§ ABOUT THIS EXERCISE
Exactly as shown below, retype every line of the data.

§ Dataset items
┄┄┄┄┄┄

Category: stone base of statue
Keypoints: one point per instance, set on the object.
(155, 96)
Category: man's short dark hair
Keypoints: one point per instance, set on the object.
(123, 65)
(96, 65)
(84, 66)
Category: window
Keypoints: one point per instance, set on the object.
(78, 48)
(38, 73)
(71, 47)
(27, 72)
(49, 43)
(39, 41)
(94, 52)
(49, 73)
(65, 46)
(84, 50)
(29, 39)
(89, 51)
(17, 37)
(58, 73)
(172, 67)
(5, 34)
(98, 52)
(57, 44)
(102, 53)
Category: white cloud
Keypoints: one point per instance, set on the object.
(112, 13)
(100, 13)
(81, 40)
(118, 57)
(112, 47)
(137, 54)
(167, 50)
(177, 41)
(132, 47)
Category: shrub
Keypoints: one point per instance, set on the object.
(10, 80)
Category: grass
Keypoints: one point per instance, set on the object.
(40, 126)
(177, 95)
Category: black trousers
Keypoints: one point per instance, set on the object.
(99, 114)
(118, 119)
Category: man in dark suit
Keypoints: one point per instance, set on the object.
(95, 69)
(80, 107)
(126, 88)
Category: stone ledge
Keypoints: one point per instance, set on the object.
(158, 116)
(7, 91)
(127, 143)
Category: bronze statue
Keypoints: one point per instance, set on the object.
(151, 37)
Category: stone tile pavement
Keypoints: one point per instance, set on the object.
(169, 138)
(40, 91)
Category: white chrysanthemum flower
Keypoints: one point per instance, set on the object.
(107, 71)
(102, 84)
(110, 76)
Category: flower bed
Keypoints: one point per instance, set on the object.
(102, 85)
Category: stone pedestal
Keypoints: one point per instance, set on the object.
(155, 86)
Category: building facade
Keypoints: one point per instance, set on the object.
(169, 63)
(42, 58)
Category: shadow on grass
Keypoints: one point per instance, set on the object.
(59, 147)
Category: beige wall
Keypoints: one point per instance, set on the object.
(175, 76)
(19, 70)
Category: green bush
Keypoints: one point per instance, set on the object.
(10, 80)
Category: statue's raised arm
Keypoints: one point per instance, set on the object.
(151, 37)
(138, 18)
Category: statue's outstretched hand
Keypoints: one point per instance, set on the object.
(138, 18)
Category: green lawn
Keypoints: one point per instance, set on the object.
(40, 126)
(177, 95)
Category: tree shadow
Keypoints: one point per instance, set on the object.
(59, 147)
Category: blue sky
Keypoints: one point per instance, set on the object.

┄┄┄┄┄┄

§ EXERCISE SOLUTION
Category: stone base of statue
Keypoints: one point per instance, set on the object.
(155, 96)
Category: man's short dark hair
Keypoints: one point per instance, set on the object.
(123, 65)
(96, 65)
(84, 66)
Category: window
Keypoints: one point per instance, set on the object.
(78, 48)
(38, 73)
(71, 47)
(27, 72)
(49, 43)
(39, 41)
(94, 52)
(49, 73)
(65, 46)
(84, 50)
(29, 39)
(89, 51)
(17, 37)
(58, 73)
(172, 67)
(5, 34)
(98, 52)
(57, 44)
(102, 53)
Category: white cloud
Keypoints: one point per instance, set on the object.
(112, 13)
(100, 13)
(81, 40)
(118, 57)
(112, 47)
(137, 54)
(167, 50)
(177, 41)
(132, 47)
Category: shrub
Keypoints: one point per instance, set on the object.
(10, 80)
Category: grass
Keypoints: one point per instance, set on the object.
(40, 126)
(177, 95)
Category: black trousers
Keypoints: one point per instance, set on the object.
(99, 114)
(118, 119)
Category: man in dark suit
Keypoints: one point per instance, set on the object.
(95, 69)
(80, 107)
(126, 88)
Category: stone ledge
Keypoints: one point per instance, set on the object.
(158, 116)
(7, 91)
(127, 143)
Category: bronze statue
Keypoints: one point per instance, set on the object.
(151, 37)
Category: stone tile pavement
Keypoints: one point per instance, set on the object.
(169, 138)
(40, 91)
Category: white chrysanthemum flower
Keypoints: one point per instance, set on the object.
(107, 71)
(102, 84)
(110, 76)
Category: flower bed
Keypoints: one point per instance, set on the object.
(102, 85)
Category: stone pedestal
Keypoints: one point per instance, set on the object.
(155, 86)
Category: building facade
Keypoints: one point per instance, set on the object.
(169, 63)
(42, 58)
Category: shadow on grass
Keypoints: one point per instance, set on the object.
(59, 147)
Category: beige wall
Keypoints: one point per instance, set on the object.
(175, 76)
(19, 70)
Category: green bush
Keypoints: one point per instance, set on the object.
(10, 80)
Category: statue's raised arm
Keypoints: one point per instance, set on the object.
(151, 37)
(138, 18)
Category: statue's outstretched hand
Keypoints: one point per instance, set on the object.
(138, 18)
Category: green lawn
Keypoints: one point per instance, set on the object.
(40, 126)
(177, 95)
Category: tree shadow
Keypoints: one point per instance, set on the object.
(59, 147)
Category: blue sky
Keypoints: one point per instance, set on the object.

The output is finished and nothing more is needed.